=== WORK TO BE COMPLETED ===
Continue the patch that adds the allowDiskUse flag to MongoDB aggregations, starting right after its last line.

From d60db573dc1db438239bb619436af343eb0ca7e3 Mon Sep 17 00:00:00 2001
From: yangdx <gzdaniel@me.com>
Date: Thu, 26 Jun 2025 13:51:53 +0800
Subject: [PATCH] Add allowDiskUse flag to MongoDB aggregations

- Enable disk use for large aggregations
- Fix cursor handling for list_search_indexes
- Improve query performance for big datasets
- Update vector search index check
- Set proper length for to_list results
---
 lightrag/kg/mongo_impl.py | 15 ++++++++-------
 1 file changed, 8 insertions(+), 7 deletions(-)

diff --git a/lightrag/kg/mongo_impl.py b/lightrag/kg/mongo_impl.py
index 6be02d1d..f5a87cbe 100644
--- a/lightrag/kg/mongo_impl.py
+++ b/lightrag/kg/mongo_impl.py
@@ -276,7 +276,7 @@ class MongoDocStatusStorage(DocStatusStorage):
     async def get_status_counts(self) -> dict[str, int]:
         """Get counts of documents in each status"""
         pipeline = [{"$group": {"_id": "$status", "count": {"$sum": 1}}}]
-        cursor = self._data.aggregate(pipeline)
+        cursor = self._data.aggregate(pipeline, allowDiskUse=True)
         result = await cursor.to_list()
         counts = {}
         for doc in result:
@@ -527,7 +527,7 @@ class MongoGraphStorage(BaseGraphStorage):
             {"$group": {"_id": "$source_node_id", "degree": {"$sum": 1}}},
         ]
 
-        cursor = await self.edge_collection.aggregate(outbound_pipeline)

=== GIVEN RECORDS ===
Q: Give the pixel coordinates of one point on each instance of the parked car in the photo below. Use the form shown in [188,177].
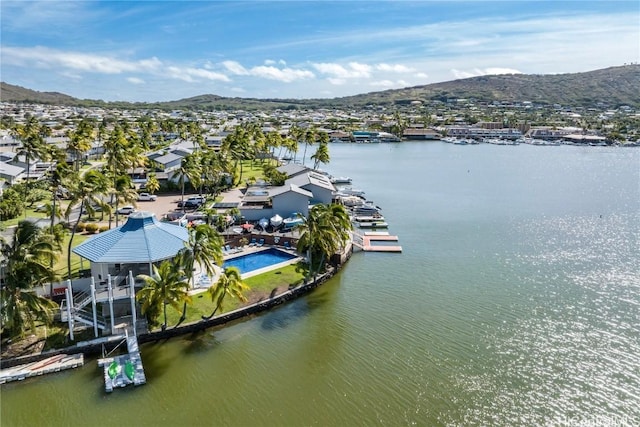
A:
[146,197]
[126,210]
[193,202]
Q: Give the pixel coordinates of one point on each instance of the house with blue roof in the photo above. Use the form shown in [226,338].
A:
[134,246]
[117,256]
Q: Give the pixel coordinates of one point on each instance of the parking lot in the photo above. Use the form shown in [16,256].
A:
[163,205]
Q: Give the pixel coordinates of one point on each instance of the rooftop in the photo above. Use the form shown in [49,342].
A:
[141,239]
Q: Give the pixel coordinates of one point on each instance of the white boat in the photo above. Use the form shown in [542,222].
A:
[371,224]
[367,209]
[263,222]
[293,220]
[352,192]
[340,180]
[276,221]
[350,201]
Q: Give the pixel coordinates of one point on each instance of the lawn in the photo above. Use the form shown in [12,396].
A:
[262,284]
[61,265]
[28,213]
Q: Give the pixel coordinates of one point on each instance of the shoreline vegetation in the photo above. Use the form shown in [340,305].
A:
[260,300]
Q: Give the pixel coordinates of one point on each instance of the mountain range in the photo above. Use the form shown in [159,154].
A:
[613,86]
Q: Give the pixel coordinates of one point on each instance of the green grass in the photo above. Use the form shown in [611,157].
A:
[30,213]
[252,169]
[61,265]
[201,304]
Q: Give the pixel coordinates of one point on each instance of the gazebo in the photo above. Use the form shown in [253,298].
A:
[134,246]
[116,257]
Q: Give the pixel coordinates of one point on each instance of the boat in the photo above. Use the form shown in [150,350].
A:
[372,224]
[340,180]
[293,220]
[264,223]
[276,221]
[352,192]
[372,221]
[350,201]
[366,209]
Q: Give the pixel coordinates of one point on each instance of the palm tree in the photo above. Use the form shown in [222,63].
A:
[152,185]
[87,191]
[204,247]
[191,171]
[80,140]
[323,233]
[26,263]
[295,135]
[236,145]
[309,138]
[31,135]
[123,191]
[166,286]
[322,153]
[229,283]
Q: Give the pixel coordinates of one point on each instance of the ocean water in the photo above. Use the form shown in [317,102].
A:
[516,301]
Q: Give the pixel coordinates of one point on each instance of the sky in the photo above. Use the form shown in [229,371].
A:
[147,51]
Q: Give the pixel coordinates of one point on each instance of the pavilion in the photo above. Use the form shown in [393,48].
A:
[134,246]
[117,256]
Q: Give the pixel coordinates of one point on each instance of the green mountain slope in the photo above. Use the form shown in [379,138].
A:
[612,86]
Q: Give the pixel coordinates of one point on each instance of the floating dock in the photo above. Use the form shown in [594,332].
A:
[369,239]
[51,364]
[123,370]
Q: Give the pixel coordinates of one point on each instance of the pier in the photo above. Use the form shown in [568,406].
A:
[56,363]
[376,241]
[123,370]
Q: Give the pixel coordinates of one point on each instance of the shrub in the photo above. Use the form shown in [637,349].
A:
[11,204]
[91,228]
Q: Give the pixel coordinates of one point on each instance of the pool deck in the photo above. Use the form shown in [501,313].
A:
[52,364]
[203,283]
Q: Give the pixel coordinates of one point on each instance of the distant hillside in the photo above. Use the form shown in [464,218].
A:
[612,86]
[11,93]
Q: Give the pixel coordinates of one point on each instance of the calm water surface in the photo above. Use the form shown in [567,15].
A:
[516,302]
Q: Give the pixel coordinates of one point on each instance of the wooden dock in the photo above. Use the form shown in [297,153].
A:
[51,364]
[120,371]
[369,239]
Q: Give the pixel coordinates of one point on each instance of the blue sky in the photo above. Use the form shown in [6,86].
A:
[168,50]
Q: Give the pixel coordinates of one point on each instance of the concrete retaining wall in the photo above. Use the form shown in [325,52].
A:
[260,306]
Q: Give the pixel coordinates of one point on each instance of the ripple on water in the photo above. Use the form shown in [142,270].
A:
[577,350]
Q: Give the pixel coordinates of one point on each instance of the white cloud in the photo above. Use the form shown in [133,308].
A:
[383,83]
[390,83]
[286,75]
[336,81]
[235,68]
[335,70]
[135,80]
[460,74]
[42,57]
[395,68]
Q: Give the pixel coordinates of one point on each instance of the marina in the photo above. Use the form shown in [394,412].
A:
[123,370]
[49,365]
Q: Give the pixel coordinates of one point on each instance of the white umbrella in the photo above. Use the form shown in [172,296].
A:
[276,220]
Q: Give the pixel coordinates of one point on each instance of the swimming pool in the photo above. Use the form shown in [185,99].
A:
[254,261]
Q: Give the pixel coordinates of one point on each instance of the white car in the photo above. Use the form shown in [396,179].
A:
[146,197]
[126,210]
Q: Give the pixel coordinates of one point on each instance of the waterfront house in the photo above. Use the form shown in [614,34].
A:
[116,257]
[317,184]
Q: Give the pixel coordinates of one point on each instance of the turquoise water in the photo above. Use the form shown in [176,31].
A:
[254,261]
[515,302]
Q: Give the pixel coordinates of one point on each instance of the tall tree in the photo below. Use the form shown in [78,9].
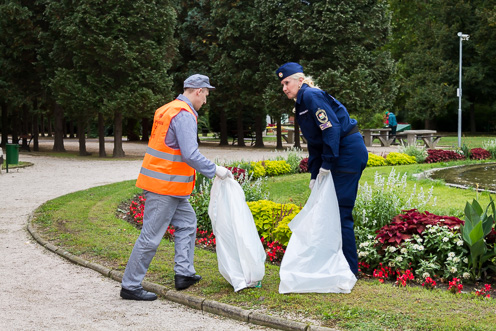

=== THE RESPONSE ===
+        cursor = await self.edge_collection.aggregate(outbound_pipeline, allowDiskUse=True)
         async for doc in cursor:
             merged_results[doc.get("_id")] = doc.get("degree")
 
@@ -537,7 +537,7 @@ class MongoGraphStorage(BaseGraphStorage):
             {"$group": {"_id": "$target_node_id", "degree": {"$sum": 1}}},
         ]
 
-        cursor = await self.edge_collection.aggregate(inbound_pipeline)
+        cursor = await self.edge_collection.aggregate(inbound_pipeline, allowDiskUse=True)
         async for doc in cursor:
             merged_results[doc.get("_id")] = merged_results.get(
                 doc.get("_id"), 0
@@ -756,7 +756,7 @@ class MongoGraphStorage(BaseGraphStorage):
                 # Add starting node to pipeline
                 pipeline.insert(0, {"$match": {"_id": label}})
 
-            cursor = await self.collection.aggregate(pipeline)
+            cursor = await self.collection.aggregate(pipeline, allowDiskUse=True)
             async for doc in cursor:
                 # Add the start node
                 node_id = str(doc["_id"])
@@ -938,7 +938,8 @@ class MongoVectorDBStorage(BaseVectorStorage):
         try:
             index_name = "vector_knn_index"
 
-            indexes = await self._data.list_search_indexes().to_list(length=None)
+            indexes_cursor = await self._data.list_search_indexes()
+            indexes = await indexes_cursor.to_list(length=None)
             for index in indexes:
                 if index["name"] == index_name:
                     logger.debug("vector index already exist")
@@ -1033,8 +1034,8 @@ class MongoVectorDBStorage(BaseVectorStorage):
         ]
 
         # Execute the aggregation pipeline
-        cursor = self._data.aggregate(pipeline)
-        results = await cursor.to_list()
+        cursor = await self._data.aggregate(pipeline, allowDiskUse=True)
+        results = await cursor.to_list(length=None)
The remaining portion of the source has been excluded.